* _Task details_
Copy word for word only the lines below that run from the line containing "Mark each instance of the ornate" through the end of the entries.

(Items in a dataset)
--

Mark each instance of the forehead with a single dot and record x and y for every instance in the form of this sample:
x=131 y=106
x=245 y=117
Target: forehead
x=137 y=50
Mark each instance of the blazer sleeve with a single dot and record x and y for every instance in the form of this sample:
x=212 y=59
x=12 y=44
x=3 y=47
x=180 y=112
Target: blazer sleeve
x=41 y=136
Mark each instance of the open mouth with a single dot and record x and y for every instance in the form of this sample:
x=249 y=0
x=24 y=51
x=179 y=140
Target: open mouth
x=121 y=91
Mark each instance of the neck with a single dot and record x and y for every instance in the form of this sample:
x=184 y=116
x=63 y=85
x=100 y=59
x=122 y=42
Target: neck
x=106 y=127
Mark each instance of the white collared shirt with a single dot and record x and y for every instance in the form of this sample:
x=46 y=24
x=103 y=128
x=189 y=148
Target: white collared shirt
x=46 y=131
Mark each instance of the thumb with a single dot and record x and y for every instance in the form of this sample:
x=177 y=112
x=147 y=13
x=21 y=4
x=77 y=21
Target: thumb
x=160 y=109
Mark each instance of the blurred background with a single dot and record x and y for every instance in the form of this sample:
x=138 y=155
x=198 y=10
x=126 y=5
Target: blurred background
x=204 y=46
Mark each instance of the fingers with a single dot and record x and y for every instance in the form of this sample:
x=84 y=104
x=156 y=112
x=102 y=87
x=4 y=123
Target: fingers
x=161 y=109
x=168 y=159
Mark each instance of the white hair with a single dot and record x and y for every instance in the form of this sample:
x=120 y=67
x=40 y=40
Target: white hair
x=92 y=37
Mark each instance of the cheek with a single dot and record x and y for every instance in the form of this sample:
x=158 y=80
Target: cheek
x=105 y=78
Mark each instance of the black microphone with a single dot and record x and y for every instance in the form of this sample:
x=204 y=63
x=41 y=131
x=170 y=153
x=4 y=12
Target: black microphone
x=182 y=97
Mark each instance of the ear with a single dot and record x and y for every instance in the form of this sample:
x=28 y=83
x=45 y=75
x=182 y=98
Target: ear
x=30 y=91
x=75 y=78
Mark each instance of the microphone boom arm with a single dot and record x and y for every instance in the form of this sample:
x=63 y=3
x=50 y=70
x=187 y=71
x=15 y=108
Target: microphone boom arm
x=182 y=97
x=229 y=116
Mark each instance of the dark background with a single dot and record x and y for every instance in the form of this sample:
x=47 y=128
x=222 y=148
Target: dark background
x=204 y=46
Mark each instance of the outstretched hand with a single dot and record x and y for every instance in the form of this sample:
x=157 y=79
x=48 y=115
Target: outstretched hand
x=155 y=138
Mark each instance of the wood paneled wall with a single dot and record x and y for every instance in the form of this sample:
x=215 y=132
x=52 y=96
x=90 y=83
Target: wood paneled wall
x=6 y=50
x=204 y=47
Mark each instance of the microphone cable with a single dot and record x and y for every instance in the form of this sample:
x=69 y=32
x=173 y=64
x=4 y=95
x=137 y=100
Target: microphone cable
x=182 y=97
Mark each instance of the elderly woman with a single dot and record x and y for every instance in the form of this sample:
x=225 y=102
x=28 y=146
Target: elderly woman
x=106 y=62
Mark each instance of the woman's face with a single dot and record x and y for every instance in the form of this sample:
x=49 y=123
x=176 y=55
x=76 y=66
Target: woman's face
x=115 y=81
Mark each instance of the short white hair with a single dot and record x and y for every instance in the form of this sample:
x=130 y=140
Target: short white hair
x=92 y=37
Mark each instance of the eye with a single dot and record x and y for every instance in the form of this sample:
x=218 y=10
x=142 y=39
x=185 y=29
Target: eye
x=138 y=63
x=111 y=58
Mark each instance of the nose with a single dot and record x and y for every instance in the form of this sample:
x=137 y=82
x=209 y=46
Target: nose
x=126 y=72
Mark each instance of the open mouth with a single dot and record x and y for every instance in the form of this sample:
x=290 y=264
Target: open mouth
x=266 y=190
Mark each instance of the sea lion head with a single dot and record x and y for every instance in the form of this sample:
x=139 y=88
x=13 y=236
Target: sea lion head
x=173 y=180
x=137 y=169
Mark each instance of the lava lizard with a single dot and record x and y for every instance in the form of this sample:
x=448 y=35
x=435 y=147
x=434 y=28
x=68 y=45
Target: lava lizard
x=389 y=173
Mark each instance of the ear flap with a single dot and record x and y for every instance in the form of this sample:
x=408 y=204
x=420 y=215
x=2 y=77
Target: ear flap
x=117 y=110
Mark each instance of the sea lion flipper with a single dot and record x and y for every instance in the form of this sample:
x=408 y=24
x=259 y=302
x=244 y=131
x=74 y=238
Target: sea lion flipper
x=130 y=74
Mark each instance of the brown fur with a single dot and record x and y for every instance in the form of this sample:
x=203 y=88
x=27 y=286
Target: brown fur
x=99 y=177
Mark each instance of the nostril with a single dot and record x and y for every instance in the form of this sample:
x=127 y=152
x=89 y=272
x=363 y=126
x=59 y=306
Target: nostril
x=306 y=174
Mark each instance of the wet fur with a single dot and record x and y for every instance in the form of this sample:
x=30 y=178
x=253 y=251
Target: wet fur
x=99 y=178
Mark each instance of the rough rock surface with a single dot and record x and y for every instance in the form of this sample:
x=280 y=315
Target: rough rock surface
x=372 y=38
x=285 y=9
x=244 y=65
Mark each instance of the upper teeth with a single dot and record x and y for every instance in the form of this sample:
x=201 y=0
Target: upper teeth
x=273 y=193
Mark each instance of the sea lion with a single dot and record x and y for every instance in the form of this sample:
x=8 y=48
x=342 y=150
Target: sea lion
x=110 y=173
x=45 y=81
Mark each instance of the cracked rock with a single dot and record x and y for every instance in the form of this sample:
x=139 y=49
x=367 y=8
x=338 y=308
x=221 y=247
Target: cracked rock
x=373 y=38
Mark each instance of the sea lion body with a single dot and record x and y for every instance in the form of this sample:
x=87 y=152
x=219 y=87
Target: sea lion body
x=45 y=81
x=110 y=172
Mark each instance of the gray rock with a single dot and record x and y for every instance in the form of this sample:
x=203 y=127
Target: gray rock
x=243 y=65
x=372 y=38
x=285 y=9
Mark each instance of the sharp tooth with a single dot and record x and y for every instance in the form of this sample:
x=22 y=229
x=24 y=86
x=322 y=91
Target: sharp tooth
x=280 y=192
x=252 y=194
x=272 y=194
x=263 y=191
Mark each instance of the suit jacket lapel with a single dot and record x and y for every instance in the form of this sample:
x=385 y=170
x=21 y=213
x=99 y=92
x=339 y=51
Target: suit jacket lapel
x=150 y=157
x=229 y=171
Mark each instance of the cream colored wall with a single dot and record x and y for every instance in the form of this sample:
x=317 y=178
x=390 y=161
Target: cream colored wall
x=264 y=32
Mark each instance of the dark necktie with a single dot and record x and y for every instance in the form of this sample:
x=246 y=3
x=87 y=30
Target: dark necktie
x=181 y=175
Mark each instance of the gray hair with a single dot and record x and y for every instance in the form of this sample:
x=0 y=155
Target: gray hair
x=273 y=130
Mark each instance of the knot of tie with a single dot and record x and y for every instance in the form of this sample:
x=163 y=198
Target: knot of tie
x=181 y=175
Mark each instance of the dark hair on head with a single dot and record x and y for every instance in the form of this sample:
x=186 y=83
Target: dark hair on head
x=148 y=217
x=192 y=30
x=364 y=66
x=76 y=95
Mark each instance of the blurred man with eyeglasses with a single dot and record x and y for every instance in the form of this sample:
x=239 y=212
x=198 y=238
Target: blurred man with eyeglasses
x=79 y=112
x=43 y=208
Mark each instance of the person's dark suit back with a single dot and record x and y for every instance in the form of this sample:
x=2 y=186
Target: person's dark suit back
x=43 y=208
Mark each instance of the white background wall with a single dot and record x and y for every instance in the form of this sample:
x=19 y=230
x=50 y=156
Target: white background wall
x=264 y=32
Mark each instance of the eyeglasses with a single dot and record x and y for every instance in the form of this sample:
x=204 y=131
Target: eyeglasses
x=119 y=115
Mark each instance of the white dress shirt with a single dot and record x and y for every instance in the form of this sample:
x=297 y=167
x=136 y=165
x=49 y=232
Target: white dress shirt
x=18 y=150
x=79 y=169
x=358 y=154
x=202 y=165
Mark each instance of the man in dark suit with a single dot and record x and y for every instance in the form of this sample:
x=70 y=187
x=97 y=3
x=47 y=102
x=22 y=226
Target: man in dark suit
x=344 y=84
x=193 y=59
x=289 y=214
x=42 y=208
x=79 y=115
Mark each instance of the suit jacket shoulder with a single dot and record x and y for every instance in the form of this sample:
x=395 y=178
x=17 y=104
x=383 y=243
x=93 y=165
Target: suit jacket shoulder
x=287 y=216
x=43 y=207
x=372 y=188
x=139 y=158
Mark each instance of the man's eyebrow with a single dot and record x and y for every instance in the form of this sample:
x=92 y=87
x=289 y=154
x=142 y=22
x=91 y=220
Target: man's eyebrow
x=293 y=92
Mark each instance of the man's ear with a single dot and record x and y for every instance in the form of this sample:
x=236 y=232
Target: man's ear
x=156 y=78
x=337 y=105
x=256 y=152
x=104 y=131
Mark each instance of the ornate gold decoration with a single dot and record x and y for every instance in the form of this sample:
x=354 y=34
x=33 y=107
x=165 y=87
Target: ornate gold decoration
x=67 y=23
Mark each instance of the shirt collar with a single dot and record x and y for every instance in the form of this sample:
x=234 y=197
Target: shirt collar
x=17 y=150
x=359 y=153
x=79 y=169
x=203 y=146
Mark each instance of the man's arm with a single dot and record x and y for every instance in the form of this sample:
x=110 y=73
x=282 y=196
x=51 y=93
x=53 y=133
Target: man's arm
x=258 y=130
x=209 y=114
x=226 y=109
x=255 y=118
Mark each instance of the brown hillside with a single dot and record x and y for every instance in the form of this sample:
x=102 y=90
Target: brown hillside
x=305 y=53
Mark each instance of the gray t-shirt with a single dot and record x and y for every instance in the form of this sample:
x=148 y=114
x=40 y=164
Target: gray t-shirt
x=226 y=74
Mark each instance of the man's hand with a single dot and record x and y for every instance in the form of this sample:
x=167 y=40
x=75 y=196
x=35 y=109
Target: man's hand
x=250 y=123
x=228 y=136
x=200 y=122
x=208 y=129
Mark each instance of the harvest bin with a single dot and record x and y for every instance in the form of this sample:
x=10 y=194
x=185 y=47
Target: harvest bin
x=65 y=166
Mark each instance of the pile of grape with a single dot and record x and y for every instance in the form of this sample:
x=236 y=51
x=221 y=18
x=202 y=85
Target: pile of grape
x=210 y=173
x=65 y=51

--

* _Task result_
Mark each instance of the ornate gold decoration with a single dot and record x and y for every instance in the form of this sample:
x=354 y=34
x=33 y=107
x=165 y=87
Target: ornate gold decoration
x=67 y=23
Mark each instance of the shirt collar with a single dot and record x and y for every instance in the form of this sample:
x=234 y=197
Target: shirt collar
x=17 y=150
x=359 y=153
x=79 y=169
x=203 y=146
Mark each instance of the man's arm with a single dot and record x and y for every instance in the form of this sample:
x=110 y=73
x=282 y=196
x=51 y=93
x=53 y=133
Target: man's arm
x=258 y=130
x=209 y=114
x=226 y=109
x=255 y=118
Mark each instance of the brown hillside with a single dot and record x and y for every instance in the form of this sample:
x=102 y=90
Target: brown hillside
x=305 y=53
Mark each instance of the gray t-shirt with a single dot and record x and y for every instance in the form of this sample:
x=148 y=114
x=40 y=164
Target: gray t-shirt
x=226 y=74
Mark each instance of the man's hand with a single dot and record x and y for every instance in the form of this sample:
x=167 y=40
x=75 y=196
x=35 y=109
Target: man's hand
x=250 y=123
x=228 y=136
x=200 y=122
x=208 y=129
Mark each instance of the harvest bin with a single dot and record x and y for every instance in the form of this sample:
x=10 y=194
x=185 y=47
Target: harvest bin
x=65 y=166
Mark each instance of the pile of grape with a single dot and record x and y for every instance in the form of this sample:
x=236 y=51
x=221 y=18
x=202 y=85
Target: pile of grape
x=210 y=173
x=65 y=51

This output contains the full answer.